_Exercice bref A_
D'après le texte fourni, quel candidat le Premier ministre israélien avait-il publiquement soutenu lors de la dernière campagne présidentielle américaine ?

_Texte fourni_

De nombreux sénateurs réclament donc un débat sur la stratégie américaine à adopter. L’issue de ces discussions pourrait cependant se limiter à une tempête dans un verre d’eau : il semble peu probable que les républicains veuillent endosser la responsabilité d’une nouvelle "guerre" en Irak.
Même si les républicains sont généralement plus interventionnistes que les démocrates, "aucun des deux camps ne prendra le risque préjudiciable de s’engager dans un conflit aussi sensible à deux ans de la présidentielle américaine", explique Soufian Alsabaggh. Nombre de sénateurs républicains seront candidats à la primaire de leur parti en 2016, rappelle le spécialiste. "Ils peuvent se montrer plus offensifs, remettre en cause la stratégie Obama, mais aucun d’eux ne mettra en péril sa future candidature. Il est donc peu probable de voir des mesures ‘va-t-en guerre’ passer au Congrès."
- Le dossier israélo-palestinien
Jusqu’à présent, l’administration démocrate a toujours essayé de ménager la chèvre et le chou dans le conflit israélo-palestinien. Elle tendait l’oreille vers l’Autorité palestinienne tout en "brusquant" Israël, son allié historique, dont elle a souvent exigé plus de retenue dans sa guerre contre le terrorisme.
Une attitude qui a eu le don d’irriter Benjamin Netanyahou, le Premier ministre israélien, qui a souvent reproché à Barack Obama son "indulgence" envers les "terroristes". Dès le début du mandat du président américain, l’inimitié entre les deux hommes était un secret de Polichinelle. Netanyahou n’avait pas supporté qu’Obama, à peine élu, fasse part de souhait de l’arrêt total des colonisations en cours en Cisjordanie.
"Ce qui change aujourd’hui, c’est surtout la réaction de Benjamin Netanyahou. Ce dernier doit évidemment se réjouir de la victoire des républicains, farouchement pro-israélien", précise Soufian Alsabbagh. Ce dernier rappelle que le Premier ministre de l’État hébreu avait publiquement soutenu Mitt Romney lors de la dernière campagne présidentielle.

Enregistrements d'annotation par boîtes sur images
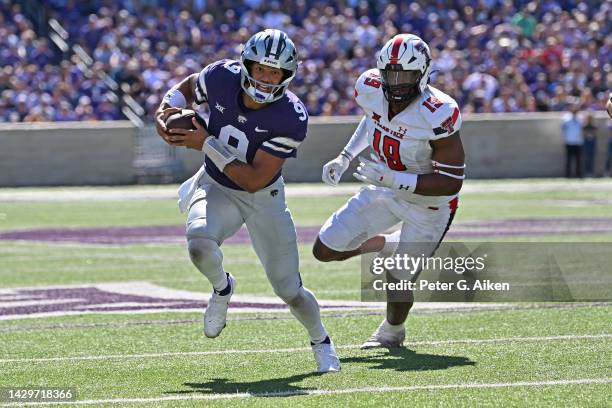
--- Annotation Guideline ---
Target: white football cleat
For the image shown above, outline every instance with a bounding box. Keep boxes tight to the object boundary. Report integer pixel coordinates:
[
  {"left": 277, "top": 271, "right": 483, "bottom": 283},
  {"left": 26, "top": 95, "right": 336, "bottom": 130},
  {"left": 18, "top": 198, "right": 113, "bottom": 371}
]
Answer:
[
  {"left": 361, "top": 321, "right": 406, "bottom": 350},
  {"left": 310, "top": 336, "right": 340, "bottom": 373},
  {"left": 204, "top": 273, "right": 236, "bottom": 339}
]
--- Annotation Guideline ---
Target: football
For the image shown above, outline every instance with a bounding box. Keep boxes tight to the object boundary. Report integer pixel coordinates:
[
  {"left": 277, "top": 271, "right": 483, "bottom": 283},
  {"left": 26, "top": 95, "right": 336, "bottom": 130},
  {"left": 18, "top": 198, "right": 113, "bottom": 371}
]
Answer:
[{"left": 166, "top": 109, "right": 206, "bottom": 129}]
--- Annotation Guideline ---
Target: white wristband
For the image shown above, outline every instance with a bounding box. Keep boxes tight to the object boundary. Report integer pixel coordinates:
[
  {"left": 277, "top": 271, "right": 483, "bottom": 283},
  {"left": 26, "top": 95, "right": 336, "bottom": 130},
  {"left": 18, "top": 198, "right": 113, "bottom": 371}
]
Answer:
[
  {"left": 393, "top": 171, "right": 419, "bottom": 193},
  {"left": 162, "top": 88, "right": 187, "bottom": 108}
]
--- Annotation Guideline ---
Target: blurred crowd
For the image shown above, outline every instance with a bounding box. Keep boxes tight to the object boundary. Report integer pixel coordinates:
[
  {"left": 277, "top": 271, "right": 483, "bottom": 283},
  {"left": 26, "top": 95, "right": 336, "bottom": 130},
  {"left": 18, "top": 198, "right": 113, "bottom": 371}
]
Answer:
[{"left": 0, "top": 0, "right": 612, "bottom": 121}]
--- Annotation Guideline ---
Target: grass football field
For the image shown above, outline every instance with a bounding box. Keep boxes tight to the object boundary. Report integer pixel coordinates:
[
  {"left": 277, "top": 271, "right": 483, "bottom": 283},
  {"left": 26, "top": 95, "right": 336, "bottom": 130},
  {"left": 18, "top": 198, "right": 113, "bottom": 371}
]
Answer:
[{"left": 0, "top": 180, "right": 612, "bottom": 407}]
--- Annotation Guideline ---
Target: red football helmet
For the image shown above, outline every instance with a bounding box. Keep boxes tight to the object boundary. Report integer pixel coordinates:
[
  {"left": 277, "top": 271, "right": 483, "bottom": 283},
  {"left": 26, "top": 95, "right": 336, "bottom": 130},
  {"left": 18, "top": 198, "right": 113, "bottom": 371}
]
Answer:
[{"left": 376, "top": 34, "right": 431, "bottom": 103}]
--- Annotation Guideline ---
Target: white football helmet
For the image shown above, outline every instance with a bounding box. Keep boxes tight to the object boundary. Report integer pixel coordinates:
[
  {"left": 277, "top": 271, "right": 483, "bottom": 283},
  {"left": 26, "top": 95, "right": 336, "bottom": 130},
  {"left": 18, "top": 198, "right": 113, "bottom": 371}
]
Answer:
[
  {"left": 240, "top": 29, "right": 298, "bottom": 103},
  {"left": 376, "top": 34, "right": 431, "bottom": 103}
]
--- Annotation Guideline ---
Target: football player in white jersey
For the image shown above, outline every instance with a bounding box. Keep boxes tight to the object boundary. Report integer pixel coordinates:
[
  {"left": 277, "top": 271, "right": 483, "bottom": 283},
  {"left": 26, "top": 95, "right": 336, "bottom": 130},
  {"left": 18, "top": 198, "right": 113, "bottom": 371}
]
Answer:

_Exercice bref B_
Repérez dans les enregistrements toutes les lignes où figure la chaîne "football", puis recopiez chacune d'elles.

_Réponse détaillée A_
Mitt Romney.

_Réponse détaillée B_
Target: white football cleat
Target: football
Target: grass football field
Target: red football helmet
Target: white football helmet
Target: football player in white jersey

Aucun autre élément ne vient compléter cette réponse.